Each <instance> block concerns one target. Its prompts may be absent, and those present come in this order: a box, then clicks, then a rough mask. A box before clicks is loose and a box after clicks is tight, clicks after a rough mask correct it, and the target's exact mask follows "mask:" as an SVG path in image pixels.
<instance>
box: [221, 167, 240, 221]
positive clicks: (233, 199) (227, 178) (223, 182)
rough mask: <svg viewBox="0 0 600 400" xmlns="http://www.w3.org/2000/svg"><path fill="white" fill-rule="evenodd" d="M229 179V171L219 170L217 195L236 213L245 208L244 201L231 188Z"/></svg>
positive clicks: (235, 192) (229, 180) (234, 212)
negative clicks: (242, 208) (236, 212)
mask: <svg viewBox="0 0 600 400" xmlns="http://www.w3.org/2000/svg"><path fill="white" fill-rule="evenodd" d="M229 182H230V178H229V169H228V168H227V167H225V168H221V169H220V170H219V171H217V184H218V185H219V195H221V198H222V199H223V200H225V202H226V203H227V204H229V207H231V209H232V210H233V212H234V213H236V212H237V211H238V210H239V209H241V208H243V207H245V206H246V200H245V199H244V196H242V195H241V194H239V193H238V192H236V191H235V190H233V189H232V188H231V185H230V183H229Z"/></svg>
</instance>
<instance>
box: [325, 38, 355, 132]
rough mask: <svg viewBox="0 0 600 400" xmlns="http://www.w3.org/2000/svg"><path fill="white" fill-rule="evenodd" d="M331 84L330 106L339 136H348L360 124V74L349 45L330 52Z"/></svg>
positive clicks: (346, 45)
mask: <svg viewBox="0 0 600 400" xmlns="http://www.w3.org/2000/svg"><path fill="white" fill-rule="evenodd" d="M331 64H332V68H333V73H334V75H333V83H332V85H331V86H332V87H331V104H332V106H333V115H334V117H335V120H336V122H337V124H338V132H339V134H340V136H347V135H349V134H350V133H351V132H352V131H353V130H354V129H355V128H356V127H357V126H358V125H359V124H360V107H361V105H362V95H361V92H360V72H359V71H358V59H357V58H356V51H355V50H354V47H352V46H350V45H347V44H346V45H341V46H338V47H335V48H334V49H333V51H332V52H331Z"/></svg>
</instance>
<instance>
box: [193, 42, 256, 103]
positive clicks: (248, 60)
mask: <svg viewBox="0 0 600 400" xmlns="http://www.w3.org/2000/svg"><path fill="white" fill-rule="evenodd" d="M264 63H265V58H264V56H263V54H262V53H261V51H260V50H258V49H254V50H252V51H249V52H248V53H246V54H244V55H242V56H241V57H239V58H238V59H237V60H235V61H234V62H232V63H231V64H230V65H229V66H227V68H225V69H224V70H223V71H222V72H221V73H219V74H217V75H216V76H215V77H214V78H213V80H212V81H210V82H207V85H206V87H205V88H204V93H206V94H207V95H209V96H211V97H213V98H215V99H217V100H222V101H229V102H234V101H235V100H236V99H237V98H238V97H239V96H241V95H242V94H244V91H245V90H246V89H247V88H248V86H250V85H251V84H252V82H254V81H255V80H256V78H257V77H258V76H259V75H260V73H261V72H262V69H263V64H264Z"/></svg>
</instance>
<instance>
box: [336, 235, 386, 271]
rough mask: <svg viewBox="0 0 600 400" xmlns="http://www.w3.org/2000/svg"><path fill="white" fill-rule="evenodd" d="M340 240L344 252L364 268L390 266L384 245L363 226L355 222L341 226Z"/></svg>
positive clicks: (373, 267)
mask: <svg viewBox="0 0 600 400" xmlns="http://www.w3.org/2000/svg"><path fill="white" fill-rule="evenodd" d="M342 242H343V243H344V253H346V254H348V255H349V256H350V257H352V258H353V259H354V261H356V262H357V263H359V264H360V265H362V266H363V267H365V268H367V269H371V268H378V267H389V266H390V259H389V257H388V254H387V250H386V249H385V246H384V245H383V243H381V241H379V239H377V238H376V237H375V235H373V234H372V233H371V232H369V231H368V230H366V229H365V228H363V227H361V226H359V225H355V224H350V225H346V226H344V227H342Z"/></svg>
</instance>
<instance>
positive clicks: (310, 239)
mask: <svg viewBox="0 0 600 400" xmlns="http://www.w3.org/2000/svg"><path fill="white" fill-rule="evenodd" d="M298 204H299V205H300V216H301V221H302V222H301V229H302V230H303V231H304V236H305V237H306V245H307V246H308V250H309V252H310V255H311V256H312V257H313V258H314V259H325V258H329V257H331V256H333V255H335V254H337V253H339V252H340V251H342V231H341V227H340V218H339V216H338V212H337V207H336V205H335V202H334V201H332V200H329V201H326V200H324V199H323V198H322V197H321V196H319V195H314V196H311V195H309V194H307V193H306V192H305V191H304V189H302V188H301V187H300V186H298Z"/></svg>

## What you have to do
Could you transcribe all of the entries exactly, leaving nothing out?

## Exercise solution
Each <instance> block concerns one target. Its prompts may be absent, and those present come in this order: a box, then clicks, then a rough mask. A box before clicks is loose and a box after clicks is tight, clicks after a rough mask correct it, and the target's exact mask follows "mask:" as an SVG path in image pixels.
<instance>
box: [221, 167, 240, 221]
positive clicks: (233, 199) (227, 178) (223, 182)
rough mask: <svg viewBox="0 0 600 400" xmlns="http://www.w3.org/2000/svg"><path fill="white" fill-rule="evenodd" d="M229 179V171L219 170L217 195L236 213L245 208L244 201L231 188Z"/></svg>
positive clicks: (235, 192) (229, 180) (234, 212)
negative clicks: (242, 208) (236, 212)
mask: <svg viewBox="0 0 600 400" xmlns="http://www.w3.org/2000/svg"><path fill="white" fill-rule="evenodd" d="M229 182H230V178H229V169H228V168H227V167H225V168H221V169H220V170H219V171H217V184H218V185H219V195H221V198H222V199H223V200H225V202H226V203H227V204H229V207H231V209H232V210H233V212H234V213H236V212H237V211H238V210H239V209H241V208H243V207H245V206H246V200H245V199H244V196H242V195H241V194H239V193H238V192H236V191H235V190H233V189H232V188H231V185H230V183H229Z"/></svg>
</instance>
<instance>
box: [325, 38, 355, 132]
rough mask: <svg viewBox="0 0 600 400" xmlns="http://www.w3.org/2000/svg"><path fill="white" fill-rule="evenodd" d="M331 84L330 106L339 136H348L360 124V74L349 45L330 52Z"/></svg>
positive clicks: (346, 45)
mask: <svg viewBox="0 0 600 400" xmlns="http://www.w3.org/2000/svg"><path fill="white" fill-rule="evenodd" d="M331 64H332V68H333V73H334V75H333V83H332V85H331V86H332V87H331V104H332V106H333V115H334V117H335V120H336V122H337V124H338V132H339V134H340V136H347V135H349V134H350V133H351V132H352V131H353V130H354V129H355V128H356V127H357V126H358V125H359V124H360V107H361V105H362V95H361V92H360V72H359V71H358V59H357V58H356V51H355V50H354V47H352V46H350V45H347V44H346V45H341V46H338V47H335V48H334V49H333V51H332V52H331Z"/></svg>
</instance>
<instance>
box: [193, 42, 256, 103]
positive clicks: (248, 60)
mask: <svg viewBox="0 0 600 400" xmlns="http://www.w3.org/2000/svg"><path fill="white" fill-rule="evenodd" d="M264 63H265V58H264V56H263V54H262V53H261V51H260V50H258V49H254V50H252V51H249V52H248V53H246V54H244V55H242V56H241V57H239V58H238V59H237V60H235V61H234V62H232V63H231V64H230V65H229V66H227V68H225V69H224V70H223V71H222V72H221V73H219V74H217V75H216V76H215V77H214V78H213V80H212V81H210V82H207V85H206V87H205V88H204V93H206V94H207V95H209V96H211V97H213V98H215V99H217V100H222V101H229V102H234V101H235V100H236V99H237V98H238V97H239V96H241V95H242V94H244V91H245V90H246V89H247V88H248V86H250V85H251V84H252V82H254V81H255V80H256V78H257V77H258V76H259V75H260V73H261V72H262V69H263V64H264Z"/></svg>
</instance>
<instance>
box: [336, 235, 386, 271]
rough mask: <svg viewBox="0 0 600 400" xmlns="http://www.w3.org/2000/svg"><path fill="white" fill-rule="evenodd" d="M340 240L344 252L364 268L390 266L384 245L363 226L355 222L341 226Z"/></svg>
positive clicks: (373, 267)
mask: <svg viewBox="0 0 600 400" xmlns="http://www.w3.org/2000/svg"><path fill="white" fill-rule="evenodd" d="M342 242H343V243H344V253H346V254H348V255H349V256H350V257H352V258H353V259H354V261H356V262H357V263H359V264H360V265H362V266H363V267H365V268H367V269H371V268H378V267H389V266H390V259H389V257H388V254H387V250H386V249H385V246H384V245H383V243H381V241H379V239H377V238H376V237H375V235H373V234H372V233H371V232H369V231H368V230H366V229H365V228H363V227H361V226H359V225H355V224H350V225H346V226H344V227H342Z"/></svg>
</instance>
<instance>
positive clicks: (310, 239)
mask: <svg viewBox="0 0 600 400" xmlns="http://www.w3.org/2000/svg"><path fill="white" fill-rule="evenodd" d="M298 204H299V205H300V216H301V221H302V222H301V229H302V230H303V231H304V236H305V237H306V245H307V246H308V250H309V252H310V255H311V256H312V257H313V258H314V259H325V258H329V257H331V256H333V255H335V254H337V253H339V252H340V251H342V231H341V227H340V218H339V216H338V212H337V207H336V205H335V202H334V201H332V200H329V201H326V200H324V199H323V198H322V197H321V196H319V195H314V196H311V195H309V194H307V193H306V192H305V191H304V189H302V188H301V187H300V186H298Z"/></svg>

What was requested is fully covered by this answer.